### 文章:
-=-=-=-=-

教育格差の真実?どこへ行くニッポン社会? (小学館101新書)

教育格差の真実?どこへ行くニッポン社会? (小学館101新書)

論理としては通っているのだけれど、どこか違うなあと感じてしまう部分もあるのはなぜだろう。

自由と平等のどちらに重きを置くか、で平等を追求するあまり、共産主義がよいかというと、そうではなかったという感覚なのか。

「改革」は確かに軋轢をもたらしているし、格差の固定化などは決して良くないわけだが、一方で、「自由主義」を完全に否定するというのも難しいのではないか?

この著書でも触れられているよな、オランダ型のワークライフバランススウェーデン型のPISA重視教育、というのが、日本でもちゃんとできるのであれば、それは理想なのかもしれないのだけれど・・


(扉)

-=-=-=-=-

### 与えられた情報:
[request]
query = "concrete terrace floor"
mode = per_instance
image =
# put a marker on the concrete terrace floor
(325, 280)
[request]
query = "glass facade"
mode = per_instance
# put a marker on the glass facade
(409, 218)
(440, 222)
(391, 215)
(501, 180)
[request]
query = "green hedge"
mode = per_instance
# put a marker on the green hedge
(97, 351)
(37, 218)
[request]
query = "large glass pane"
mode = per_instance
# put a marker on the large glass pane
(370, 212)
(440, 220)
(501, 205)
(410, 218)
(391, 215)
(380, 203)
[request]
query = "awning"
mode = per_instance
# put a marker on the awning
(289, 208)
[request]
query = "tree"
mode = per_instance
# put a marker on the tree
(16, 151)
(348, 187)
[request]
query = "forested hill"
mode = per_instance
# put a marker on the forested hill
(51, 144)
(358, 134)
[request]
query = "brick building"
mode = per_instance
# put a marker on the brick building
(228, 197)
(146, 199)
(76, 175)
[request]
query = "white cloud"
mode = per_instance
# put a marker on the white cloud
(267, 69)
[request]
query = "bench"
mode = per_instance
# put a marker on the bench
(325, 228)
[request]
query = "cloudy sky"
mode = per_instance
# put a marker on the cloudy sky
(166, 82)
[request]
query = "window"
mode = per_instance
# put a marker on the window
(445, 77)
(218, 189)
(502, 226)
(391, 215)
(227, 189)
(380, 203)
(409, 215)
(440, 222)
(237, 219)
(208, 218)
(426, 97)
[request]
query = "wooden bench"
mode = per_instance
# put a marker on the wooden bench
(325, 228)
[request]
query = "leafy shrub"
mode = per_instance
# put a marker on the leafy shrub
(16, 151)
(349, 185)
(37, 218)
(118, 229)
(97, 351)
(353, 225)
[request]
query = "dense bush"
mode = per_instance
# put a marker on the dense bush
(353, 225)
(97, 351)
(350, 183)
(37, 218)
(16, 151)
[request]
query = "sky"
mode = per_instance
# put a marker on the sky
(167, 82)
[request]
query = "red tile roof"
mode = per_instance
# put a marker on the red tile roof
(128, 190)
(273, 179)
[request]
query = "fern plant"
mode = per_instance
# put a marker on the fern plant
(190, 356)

-=-=-=-=-

### 指示:
教育格差を扱った新書の感想文を、最後の文の後から書き継いでください。

### 解答:
「小泉構造改革は、何を日本に残したか。過労死も自殺者の数も、餓死する人の数も増加しているし、東京など大都市にスラムが出現する日はそう遠くないと僕は思う」(森永)。「学力格差が地域間格差に直接つながっていく。一番学力が低い学区が公表されているので、そこに住むことを避けるんです。その結果、それが地価にも響いて下がってくる」(尾木)。自然現象でも歴史的必然でもない“ニッポンの格差”の真実を二人の論客が経済と教育の両面から、明快に解き明かす!

(目次ー引用)
第1章 深化する格差社会秋葉原無差別殺傷事件から見えるもの;なぜ大学で教えているのか ・・);
p31:自分の好きなことをやっている人間には「感情」がある
p42:安倍政権だったちょうど1年前、私はあるテレビ局だけにはほとんど出られなくなりました。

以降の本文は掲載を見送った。